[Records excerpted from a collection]
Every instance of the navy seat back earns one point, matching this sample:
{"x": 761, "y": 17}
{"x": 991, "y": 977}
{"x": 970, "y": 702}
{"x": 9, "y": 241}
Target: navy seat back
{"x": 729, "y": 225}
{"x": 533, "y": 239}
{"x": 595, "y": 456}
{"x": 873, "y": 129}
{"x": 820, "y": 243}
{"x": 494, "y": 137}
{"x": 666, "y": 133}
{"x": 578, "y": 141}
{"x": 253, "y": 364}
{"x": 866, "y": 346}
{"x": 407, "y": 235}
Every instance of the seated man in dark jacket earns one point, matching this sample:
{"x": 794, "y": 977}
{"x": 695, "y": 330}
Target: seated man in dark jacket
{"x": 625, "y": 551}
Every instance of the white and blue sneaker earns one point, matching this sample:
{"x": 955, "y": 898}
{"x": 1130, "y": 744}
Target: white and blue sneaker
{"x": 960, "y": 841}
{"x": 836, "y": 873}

---

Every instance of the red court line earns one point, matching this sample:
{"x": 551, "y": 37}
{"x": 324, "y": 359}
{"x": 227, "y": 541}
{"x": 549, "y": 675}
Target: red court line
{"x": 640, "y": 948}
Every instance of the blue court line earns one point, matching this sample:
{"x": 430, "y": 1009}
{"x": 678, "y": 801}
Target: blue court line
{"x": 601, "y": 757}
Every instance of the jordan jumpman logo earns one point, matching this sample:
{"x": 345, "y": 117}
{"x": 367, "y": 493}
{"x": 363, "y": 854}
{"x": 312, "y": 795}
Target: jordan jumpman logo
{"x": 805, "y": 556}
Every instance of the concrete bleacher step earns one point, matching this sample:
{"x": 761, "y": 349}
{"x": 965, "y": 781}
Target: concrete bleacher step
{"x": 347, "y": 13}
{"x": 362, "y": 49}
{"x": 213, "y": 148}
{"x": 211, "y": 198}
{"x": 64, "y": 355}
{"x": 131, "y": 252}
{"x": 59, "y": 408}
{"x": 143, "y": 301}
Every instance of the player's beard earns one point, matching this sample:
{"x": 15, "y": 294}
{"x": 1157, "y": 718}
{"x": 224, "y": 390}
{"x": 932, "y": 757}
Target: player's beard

EXERCISE GOAL
All that is wanted is an exact copy of the lines above from the one with "Every instance of the jordan" through the one with "Target: player's beard", with both ends included.

ANSWER
Every instance of the jordan jumpman logo earns one point, matching this sample:
{"x": 345, "y": 117}
{"x": 367, "y": 493}
{"x": 363, "y": 854}
{"x": 312, "y": 795}
Target: jordan jumpman logo
{"x": 805, "y": 556}
Every instance of the concrete bleacher step earns one point, matching this sample:
{"x": 761, "y": 349}
{"x": 965, "y": 781}
Target: concrete bleacher step
{"x": 347, "y": 13}
{"x": 362, "y": 49}
{"x": 213, "y": 148}
{"x": 211, "y": 198}
{"x": 64, "y": 355}
{"x": 131, "y": 252}
{"x": 59, "y": 408}
{"x": 143, "y": 301}
Every instance of the player's beard earns one point, matching this sample:
{"x": 15, "y": 294}
{"x": 1157, "y": 718}
{"x": 224, "y": 390}
{"x": 932, "y": 757}
Target: player's beard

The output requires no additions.